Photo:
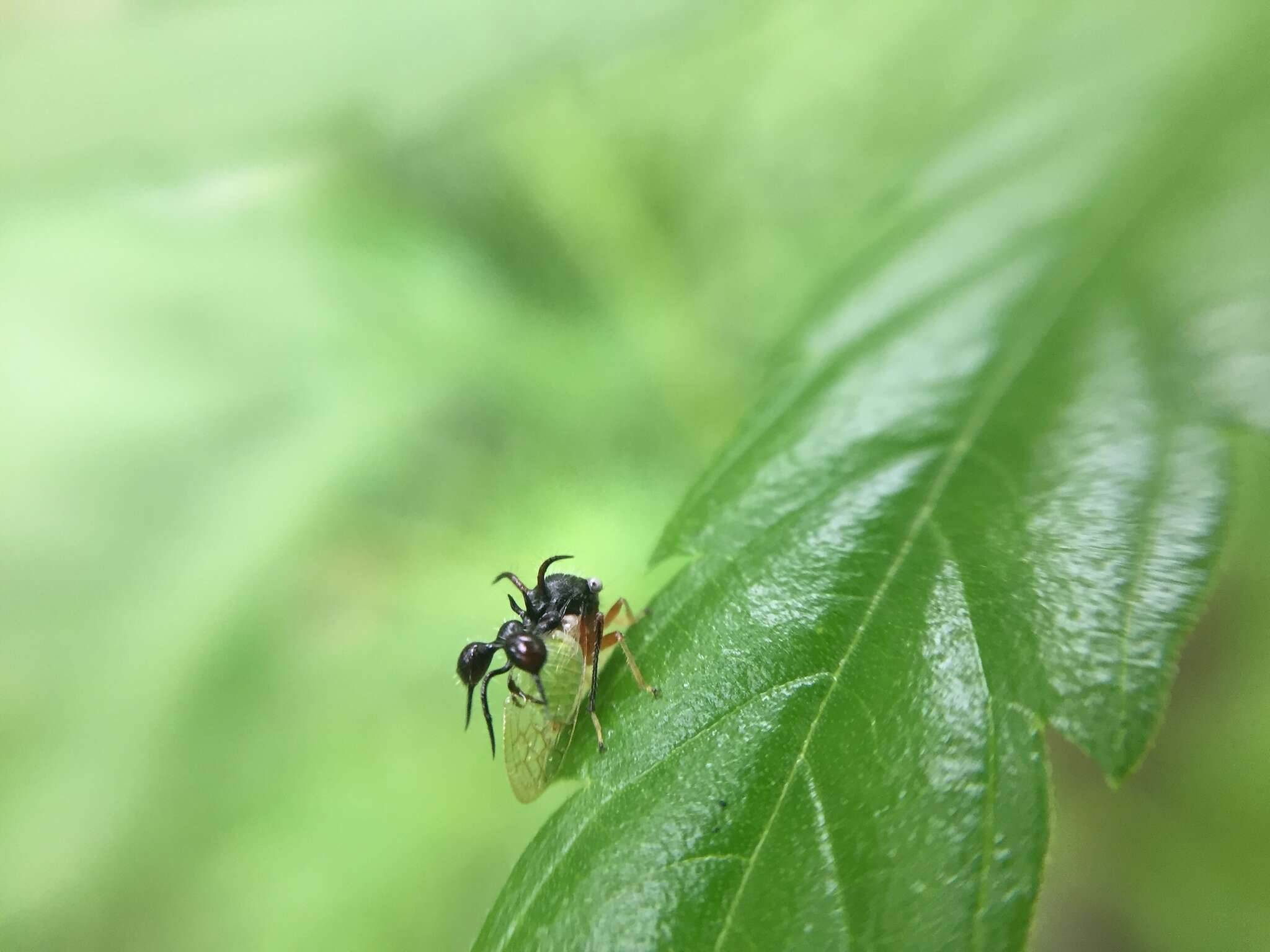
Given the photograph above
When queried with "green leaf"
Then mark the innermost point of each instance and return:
(985, 493)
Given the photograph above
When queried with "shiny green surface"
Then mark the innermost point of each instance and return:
(316, 315)
(986, 493)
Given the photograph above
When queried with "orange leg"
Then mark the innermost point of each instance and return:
(611, 615)
(615, 638)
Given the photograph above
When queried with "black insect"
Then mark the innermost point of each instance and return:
(548, 606)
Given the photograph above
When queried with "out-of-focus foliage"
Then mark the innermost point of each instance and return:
(316, 315)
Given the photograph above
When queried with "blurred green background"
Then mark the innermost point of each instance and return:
(316, 315)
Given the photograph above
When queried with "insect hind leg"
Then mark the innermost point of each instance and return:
(484, 705)
(615, 638)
--
EXERCISE INSTRUCTIONS = Pictures aren't part of the copy; return each record above exactly.

ANSWER SECTION =
Photo:
Given the photograph above
When queried with "green leaf"
Then mark the innermost point of each instance and return:
(985, 493)
Given the photograph above
When queried with "shiny green surface"
Then mark the innermost point of each instance and return:
(316, 315)
(986, 493)
Given the photograph above
When queried with "orange leg"
Then mark the innermost point of each instance and return:
(611, 615)
(615, 638)
Given the photograph above
When queried with "black insect"
Then mark the innermost point of each instance and return:
(548, 606)
Given the photograph above
When queried with "out-of-focus foliage"
Then mark the innermost point of each instance and return:
(316, 315)
Given the photograph above
When queried with "blurred green background"
Then mark the innermost point of each instance and return:
(316, 315)
Given the photograph above
When queried with "insect hind leg"
Then mark the innermost point of each instance and return:
(484, 705)
(615, 638)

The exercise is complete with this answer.